▸ Action item
Of all the lines in the records below, copy only those that contain the string "white".

▸ Material supplied
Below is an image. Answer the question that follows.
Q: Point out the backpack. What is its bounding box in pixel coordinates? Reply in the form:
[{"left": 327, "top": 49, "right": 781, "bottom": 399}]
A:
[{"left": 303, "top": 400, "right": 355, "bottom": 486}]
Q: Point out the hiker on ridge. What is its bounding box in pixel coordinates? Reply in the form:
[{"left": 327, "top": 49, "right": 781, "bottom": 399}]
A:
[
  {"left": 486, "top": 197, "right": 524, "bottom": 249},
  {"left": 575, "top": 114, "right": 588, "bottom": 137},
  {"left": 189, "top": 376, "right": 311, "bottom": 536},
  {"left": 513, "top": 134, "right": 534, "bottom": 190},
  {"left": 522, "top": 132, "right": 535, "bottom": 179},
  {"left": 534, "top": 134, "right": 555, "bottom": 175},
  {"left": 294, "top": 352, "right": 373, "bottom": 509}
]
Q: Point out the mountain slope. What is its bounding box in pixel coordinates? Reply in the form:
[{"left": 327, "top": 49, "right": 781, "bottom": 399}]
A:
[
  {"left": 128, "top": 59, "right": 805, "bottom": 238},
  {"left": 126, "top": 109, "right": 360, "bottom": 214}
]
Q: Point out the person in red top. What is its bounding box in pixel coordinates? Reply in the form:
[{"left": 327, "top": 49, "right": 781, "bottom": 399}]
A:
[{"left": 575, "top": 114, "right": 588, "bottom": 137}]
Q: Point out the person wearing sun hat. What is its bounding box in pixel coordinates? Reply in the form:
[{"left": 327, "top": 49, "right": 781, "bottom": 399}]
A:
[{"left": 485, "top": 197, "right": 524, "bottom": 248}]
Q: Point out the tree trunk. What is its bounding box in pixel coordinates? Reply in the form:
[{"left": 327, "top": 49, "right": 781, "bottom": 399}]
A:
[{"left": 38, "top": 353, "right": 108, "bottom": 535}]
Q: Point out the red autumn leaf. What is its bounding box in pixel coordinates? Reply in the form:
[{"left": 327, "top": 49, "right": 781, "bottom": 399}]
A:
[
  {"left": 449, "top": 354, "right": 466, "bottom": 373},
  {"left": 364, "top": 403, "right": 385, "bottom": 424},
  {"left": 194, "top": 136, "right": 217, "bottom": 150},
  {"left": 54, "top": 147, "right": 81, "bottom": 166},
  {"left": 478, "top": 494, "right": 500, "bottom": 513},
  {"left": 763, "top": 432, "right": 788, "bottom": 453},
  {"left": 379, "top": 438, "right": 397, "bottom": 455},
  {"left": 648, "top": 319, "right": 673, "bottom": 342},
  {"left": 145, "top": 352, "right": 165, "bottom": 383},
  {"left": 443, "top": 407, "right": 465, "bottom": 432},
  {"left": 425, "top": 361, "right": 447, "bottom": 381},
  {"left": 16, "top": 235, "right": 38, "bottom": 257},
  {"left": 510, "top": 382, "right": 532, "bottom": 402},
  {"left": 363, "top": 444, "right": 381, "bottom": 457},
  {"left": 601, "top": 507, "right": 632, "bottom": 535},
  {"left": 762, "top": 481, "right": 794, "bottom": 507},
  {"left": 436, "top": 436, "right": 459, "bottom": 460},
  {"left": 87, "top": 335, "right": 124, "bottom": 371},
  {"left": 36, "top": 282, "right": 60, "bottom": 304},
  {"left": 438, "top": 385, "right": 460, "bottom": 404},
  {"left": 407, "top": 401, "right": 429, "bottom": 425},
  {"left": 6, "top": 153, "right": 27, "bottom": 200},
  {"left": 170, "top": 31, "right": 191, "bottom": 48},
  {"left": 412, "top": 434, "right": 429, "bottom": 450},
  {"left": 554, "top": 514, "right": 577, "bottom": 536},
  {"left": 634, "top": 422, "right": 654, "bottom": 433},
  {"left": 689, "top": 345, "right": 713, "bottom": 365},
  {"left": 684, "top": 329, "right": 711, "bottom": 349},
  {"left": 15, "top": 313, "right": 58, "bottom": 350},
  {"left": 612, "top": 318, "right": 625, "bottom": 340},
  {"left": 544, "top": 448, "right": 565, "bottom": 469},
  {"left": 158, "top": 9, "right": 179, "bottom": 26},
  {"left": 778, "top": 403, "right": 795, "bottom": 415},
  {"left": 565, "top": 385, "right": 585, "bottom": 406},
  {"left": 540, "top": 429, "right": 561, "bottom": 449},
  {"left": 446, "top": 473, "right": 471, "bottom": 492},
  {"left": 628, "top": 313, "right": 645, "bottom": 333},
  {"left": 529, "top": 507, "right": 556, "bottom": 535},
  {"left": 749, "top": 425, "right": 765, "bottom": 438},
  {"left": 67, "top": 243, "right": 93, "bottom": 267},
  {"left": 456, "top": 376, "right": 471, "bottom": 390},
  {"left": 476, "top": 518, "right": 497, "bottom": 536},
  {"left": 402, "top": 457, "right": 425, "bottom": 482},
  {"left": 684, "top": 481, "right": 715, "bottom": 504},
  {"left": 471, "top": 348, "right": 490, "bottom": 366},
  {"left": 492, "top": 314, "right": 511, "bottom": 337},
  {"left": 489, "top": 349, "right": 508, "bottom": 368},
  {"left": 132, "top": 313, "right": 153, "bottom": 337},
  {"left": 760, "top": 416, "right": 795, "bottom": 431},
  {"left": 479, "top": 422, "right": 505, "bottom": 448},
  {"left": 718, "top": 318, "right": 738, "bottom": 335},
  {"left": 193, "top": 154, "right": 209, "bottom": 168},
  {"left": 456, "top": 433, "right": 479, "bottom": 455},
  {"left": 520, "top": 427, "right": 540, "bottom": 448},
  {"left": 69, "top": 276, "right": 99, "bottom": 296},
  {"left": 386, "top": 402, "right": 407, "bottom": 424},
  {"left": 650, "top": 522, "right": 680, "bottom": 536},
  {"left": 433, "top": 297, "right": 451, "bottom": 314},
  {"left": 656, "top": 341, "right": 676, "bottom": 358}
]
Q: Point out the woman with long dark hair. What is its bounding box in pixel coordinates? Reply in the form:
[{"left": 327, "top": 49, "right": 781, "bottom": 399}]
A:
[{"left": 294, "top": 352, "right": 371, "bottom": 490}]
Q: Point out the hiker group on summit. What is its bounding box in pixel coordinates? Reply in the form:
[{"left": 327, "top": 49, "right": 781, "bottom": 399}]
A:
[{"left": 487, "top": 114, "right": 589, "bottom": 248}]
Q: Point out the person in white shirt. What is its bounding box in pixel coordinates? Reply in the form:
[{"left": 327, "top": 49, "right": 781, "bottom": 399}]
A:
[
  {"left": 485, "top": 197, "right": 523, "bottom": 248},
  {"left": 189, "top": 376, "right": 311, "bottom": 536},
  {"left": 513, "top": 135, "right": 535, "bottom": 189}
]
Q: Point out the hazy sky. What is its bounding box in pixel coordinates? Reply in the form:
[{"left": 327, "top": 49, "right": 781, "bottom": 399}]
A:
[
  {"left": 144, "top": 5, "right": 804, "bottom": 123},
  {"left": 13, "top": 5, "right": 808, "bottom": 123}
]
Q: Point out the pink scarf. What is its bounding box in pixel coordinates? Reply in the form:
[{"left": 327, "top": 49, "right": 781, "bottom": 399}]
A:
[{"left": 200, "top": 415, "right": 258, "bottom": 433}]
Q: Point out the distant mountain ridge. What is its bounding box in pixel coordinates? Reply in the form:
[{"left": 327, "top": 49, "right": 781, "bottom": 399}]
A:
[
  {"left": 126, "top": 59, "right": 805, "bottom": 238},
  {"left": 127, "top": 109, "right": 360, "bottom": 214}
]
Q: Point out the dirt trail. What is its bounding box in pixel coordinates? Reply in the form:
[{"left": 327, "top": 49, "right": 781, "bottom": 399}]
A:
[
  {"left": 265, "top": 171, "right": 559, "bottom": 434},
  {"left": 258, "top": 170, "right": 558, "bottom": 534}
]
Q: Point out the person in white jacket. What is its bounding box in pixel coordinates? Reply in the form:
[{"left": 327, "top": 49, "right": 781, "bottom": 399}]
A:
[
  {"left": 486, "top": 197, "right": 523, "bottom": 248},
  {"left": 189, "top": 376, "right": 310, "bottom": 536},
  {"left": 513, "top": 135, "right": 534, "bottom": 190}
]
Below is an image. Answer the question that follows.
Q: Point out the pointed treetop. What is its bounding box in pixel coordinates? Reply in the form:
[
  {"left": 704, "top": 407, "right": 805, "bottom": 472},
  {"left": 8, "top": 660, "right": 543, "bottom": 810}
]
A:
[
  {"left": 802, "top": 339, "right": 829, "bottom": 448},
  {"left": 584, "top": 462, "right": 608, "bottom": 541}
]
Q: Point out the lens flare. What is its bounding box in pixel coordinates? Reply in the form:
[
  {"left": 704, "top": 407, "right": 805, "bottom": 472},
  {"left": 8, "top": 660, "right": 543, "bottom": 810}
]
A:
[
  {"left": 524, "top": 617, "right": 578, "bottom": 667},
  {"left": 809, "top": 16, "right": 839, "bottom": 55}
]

▸ Answer below
Q: Point out the person in white shirt. What is its bounding box in pixel coordinates? Reply in the form:
Q: Point out the person in white jacket. What is its bounding box in pixel coordinates? Reply in the form:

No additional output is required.